* Exercise text *
The Grudge review: J-horror remake just about escapes the horror sequel doldrums
Dir: Nicolas Pesce. Cast: Andrea Riseborough, Demián Bichir, John Cho, Betty Gilpin, Lin Shaye, Jacki Weaver. 15 cert, 93 mins
There’s no reason why this film should be called The Grudge. As a second American remake of Takashi Shimizu’s 2002 Ju-On: The Grudge (after his 2004 one with Sarah Michelle Gellar), it’s about as familiar with Japanese horror as its grimy, knotty-haired ghosts are with the concept of personal grooming. The basics are the same: explanatory titles explain that a violent death can create a curse that, like a virus, latches itself onto anyone who comes into contact with it.
Yet the only real references to its source material are a brief glimpse of the house from the 2004 film and the repeated use of that ghostly, guttural croak – the one that sounds like the world’s longest burp. The ghosts themselves could easily have floated in from The Conjuring, Insidious, or any other popular horror franchise; there’s none of the powdery, white skin and kohl-rimmed eyes that made Shimizu’s creations so distinctive. Gone, too, is the little boy who sits and screeches like a cat. It was an image so strange, you couldn’t help but find it creepy.
Thanks to director Nicolas Pesce’s smart handling of the material, however, The Grudge just about escapes the horror sequel doldrums. Like the original films, it’s told in non-chronological order, keeping its focus on a single location – 44 Reyburn Drive. The suburban home is the infamous site of a murder-suicide involving a couple and their six-year-old daughter. When Detective Muldoon (Andrea Riseborough) discovers that the grisly, half-rotted corpse discovered in the woods has a connection to the home, a pattern of death and rage starts to emerge. What happened to the elderly man (Frankie Faison) caring for his dementia-afflicted wife (Lin Shaye)? Or the two real estate agents (John Cho and Betty Gilpin) expecting their first baby?

* Exercises *
#1 Write out the part of The Grudge review that opens with the words containing "Thanks to director" and closes with "their first baby?".
#2 Pick up The Grudge review after its last sentence and keep writing it.

* Data provided *
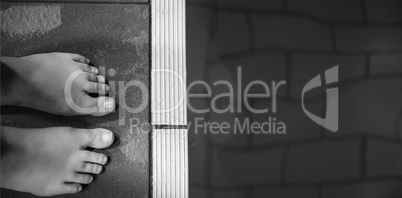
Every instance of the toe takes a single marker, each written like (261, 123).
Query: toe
(104, 105)
(95, 138)
(90, 168)
(70, 188)
(92, 87)
(96, 78)
(92, 157)
(82, 178)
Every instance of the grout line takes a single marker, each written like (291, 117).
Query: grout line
(363, 157)
(209, 152)
(300, 14)
(288, 73)
(285, 5)
(252, 31)
(285, 164)
(367, 64)
(335, 183)
(363, 7)
(319, 191)
(333, 38)
(305, 141)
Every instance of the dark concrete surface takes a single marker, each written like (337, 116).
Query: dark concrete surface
(112, 36)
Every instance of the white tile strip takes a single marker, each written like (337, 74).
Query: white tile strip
(168, 78)
(170, 163)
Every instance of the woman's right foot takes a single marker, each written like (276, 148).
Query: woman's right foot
(51, 161)
(44, 82)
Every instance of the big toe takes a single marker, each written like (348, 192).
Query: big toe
(95, 138)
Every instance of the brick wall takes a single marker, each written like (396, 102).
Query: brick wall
(294, 41)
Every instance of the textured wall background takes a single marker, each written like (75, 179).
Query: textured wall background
(296, 40)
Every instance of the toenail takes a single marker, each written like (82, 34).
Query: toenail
(104, 160)
(107, 137)
(101, 79)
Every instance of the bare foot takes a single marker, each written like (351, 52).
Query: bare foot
(38, 81)
(51, 161)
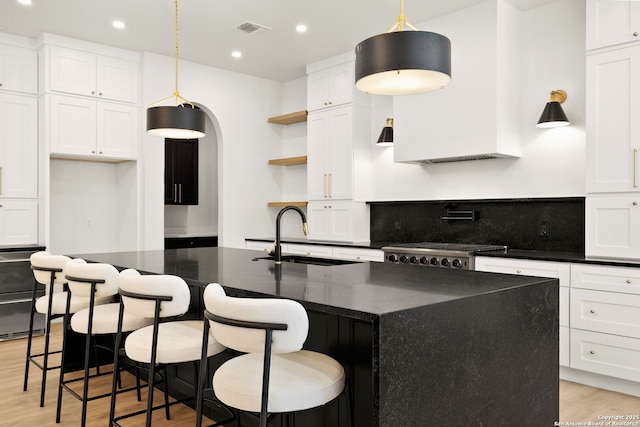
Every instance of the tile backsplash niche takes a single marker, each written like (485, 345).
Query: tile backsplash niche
(543, 224)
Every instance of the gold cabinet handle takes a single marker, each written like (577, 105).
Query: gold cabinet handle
(635, 161)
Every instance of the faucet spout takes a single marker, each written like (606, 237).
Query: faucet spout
(277, 256)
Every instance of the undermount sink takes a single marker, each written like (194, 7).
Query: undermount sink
(300, 259)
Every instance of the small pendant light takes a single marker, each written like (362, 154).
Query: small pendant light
(386, 136)
(553, 115)
(403, 62)
(183, 120)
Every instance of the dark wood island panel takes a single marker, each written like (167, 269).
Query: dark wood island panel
(421, 346)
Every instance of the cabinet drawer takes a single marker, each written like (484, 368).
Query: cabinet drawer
(606, 312)
(310, 250)
(606, 354)
(359, 254)
(605, 278)
(556, 270)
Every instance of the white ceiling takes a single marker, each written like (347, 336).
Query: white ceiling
(207, 28)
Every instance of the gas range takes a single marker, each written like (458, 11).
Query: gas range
(442, 255)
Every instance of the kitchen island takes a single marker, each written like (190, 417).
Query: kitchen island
(420, 346)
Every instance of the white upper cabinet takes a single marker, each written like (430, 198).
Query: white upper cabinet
(18, 69)
(18, 146)
(613, 128)
(81, 127)
(81, 73)
(330, 87)
(612, 227)
(612, 22)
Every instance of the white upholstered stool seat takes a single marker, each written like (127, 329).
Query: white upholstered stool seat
(298, 381)
(271, 332)
(59, 303)
(48, 271)
(165, 298)
(177, 342)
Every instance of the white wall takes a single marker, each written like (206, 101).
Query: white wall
(553, 160)
(238, 106)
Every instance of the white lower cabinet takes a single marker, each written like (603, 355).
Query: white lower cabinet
(605, 320)
(338, 221)
(18, 222)
(605, 354)
(556, 270)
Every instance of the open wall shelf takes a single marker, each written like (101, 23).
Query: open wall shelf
(289, 119)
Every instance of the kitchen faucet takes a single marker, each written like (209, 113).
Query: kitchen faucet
(277, 249)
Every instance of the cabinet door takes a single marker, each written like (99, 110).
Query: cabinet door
(330, 87)
(613, 131)
(317, 153)
(72, 125)
(18, 69)
(117, 79)
(332, 221)
(612, 22)
(72, 71)
(18, 222)
(18, 146)
(117, 130)
(612, 227)
(181, 172)
(330, 154)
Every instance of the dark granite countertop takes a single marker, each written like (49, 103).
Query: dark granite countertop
(361, 290)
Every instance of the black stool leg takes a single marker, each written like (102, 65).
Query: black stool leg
(45, 365)
(33, 312)
(64, 344)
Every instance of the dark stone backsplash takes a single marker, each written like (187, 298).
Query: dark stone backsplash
(516, 223)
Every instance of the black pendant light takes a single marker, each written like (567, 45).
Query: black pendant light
(403, 62)
(386, 136)
(183, 120)
(553, 115)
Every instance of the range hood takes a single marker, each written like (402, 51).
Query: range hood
(477, 116)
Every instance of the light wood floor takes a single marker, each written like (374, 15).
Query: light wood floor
(578, 403)
(18, 408)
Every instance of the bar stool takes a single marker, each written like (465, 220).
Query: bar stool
(275, 375)
(167, 341)
(99, 283)
(48, 271)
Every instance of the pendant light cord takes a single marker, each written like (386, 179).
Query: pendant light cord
(179, 100)
(402, 21)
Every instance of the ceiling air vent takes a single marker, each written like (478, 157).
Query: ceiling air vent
(252, 27)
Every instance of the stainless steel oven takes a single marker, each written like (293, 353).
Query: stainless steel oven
(437, 255)
(16, 285)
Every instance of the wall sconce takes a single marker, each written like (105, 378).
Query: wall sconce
(386, 136)
(553, 116)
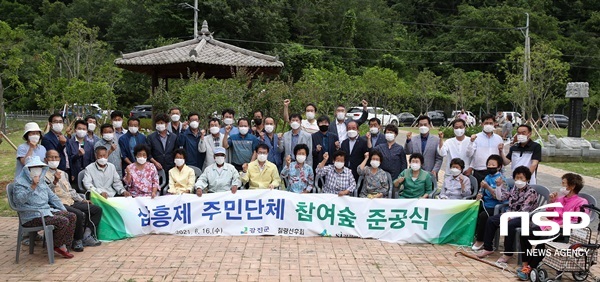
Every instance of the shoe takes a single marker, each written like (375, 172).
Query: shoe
(90, 241)
(523, 273)
(77, 246)
(64, 254)
(484, 253)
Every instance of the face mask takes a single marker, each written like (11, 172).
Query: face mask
(179, 162)
(415, 166)
(390, 137)
(295, 125)
(269, 128)
(375, 164)
(34, 139)
(161, 127)
(488, 128)
(118, 123)
(80, 133)
(459, 132)
(102, 161)
(141, 160)
(455, 171)
(262, 157)
(352, 133)
(300, 158)
(53, 164)
(520, 184)
(57, 127)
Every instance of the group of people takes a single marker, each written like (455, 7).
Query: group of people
(230, 154)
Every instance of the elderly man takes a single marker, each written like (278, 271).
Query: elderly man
(58, 182)
(102, 177)
(219, 176)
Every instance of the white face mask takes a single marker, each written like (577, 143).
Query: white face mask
(179, 162)
(80, 133)
(459, 132)
(295, 125)
(57, 127)
(214, 130)
(415, 166)
(352, 133)
(300, 158)
(390, 137)
(375, 164)
(262, 157)
(269, 128)
(53, 164)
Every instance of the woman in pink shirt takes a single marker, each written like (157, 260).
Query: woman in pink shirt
(571, 202)
(141, 177)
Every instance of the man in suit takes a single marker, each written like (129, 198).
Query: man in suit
(355, 148)
(324, 141)
(425, 144)
(294, 137)
(339, 126)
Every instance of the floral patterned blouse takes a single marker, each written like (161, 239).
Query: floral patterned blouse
(299, 179)
(142, 180)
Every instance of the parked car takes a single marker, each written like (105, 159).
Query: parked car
(561, 120)
(141, 111)
(382, 114)
(406, 119)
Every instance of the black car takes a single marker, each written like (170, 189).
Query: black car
(561, 120)
(141, 111)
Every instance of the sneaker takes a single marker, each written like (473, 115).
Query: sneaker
(90, 241)
(77, 246)
(523, 273)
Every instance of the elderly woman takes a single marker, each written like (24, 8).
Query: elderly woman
(375, 184)
(141, 177)
(32, 192)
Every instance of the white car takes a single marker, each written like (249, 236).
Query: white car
(383, 115)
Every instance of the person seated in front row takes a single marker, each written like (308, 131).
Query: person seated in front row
(523, 198)
(456, 185)
(219, 176)
(102, 177)
(31, 192)
(85, 225)
(568, 196)
(375, 184)
(299, 174)
(338, 178)
(181, 177)
(261, 173)
(417, 182)
(141, 177)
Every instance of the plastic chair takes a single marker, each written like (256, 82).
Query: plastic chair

* Answers per task *
#1
Thanks to director Nicolas Pesce’s smart handling of the material, however, The Grudge just about escapes the horror sequel doldrums. Like the original films, it’s told in non-chronological order, keeping its focus on a single location – 44 Reyburn Drive. The suburban home is the infamous site of a murder-suicide involving a couple and their six-year-old daughter. When Detective Muldoon (Andrea Riseborough) discovers that the grisly, half-rotted corpse discovered in the woods has a connection to the home, a pattern of death and rage starts to emerge. What happened to the elderly man (Frankie Faison) caring for his dementia-afflicted wife (Lin Shaye)? Or the two real estate agents (John Cho and Betty Gilpin) expecting their first baby?

#2
Pesce, who previously directed The Eyes of My Mother and Piercing, is an accomplished horror filmmaker. And so, even though The Grudge’s script and overall aesthetic feel drearily familiar, its director still knows how to keep his audience off-balance. The sounds of the afterlife (weeping, croaking, and creaking) pepper every scene, creating a suffocatingly oppressive atmosphere. He knows to carefully frame his actors so that they’re slightly off-centre, leaving you to obsessively scan the empty space beside them for any sign of danger.
The film also takes advantage of the multiple storylines to bypass the usual, predictable cycle of horror. After something’s gone bump in the night, the film doesn’t have to traipse through the next day only for the same exact thing to happen again. If Pesce had been given more free rein to cook up something truly nightmarish, The Grudge could have been something much more than just another notch in a never-ending franchise. As it is, the film is exactly as competent as it needs to be.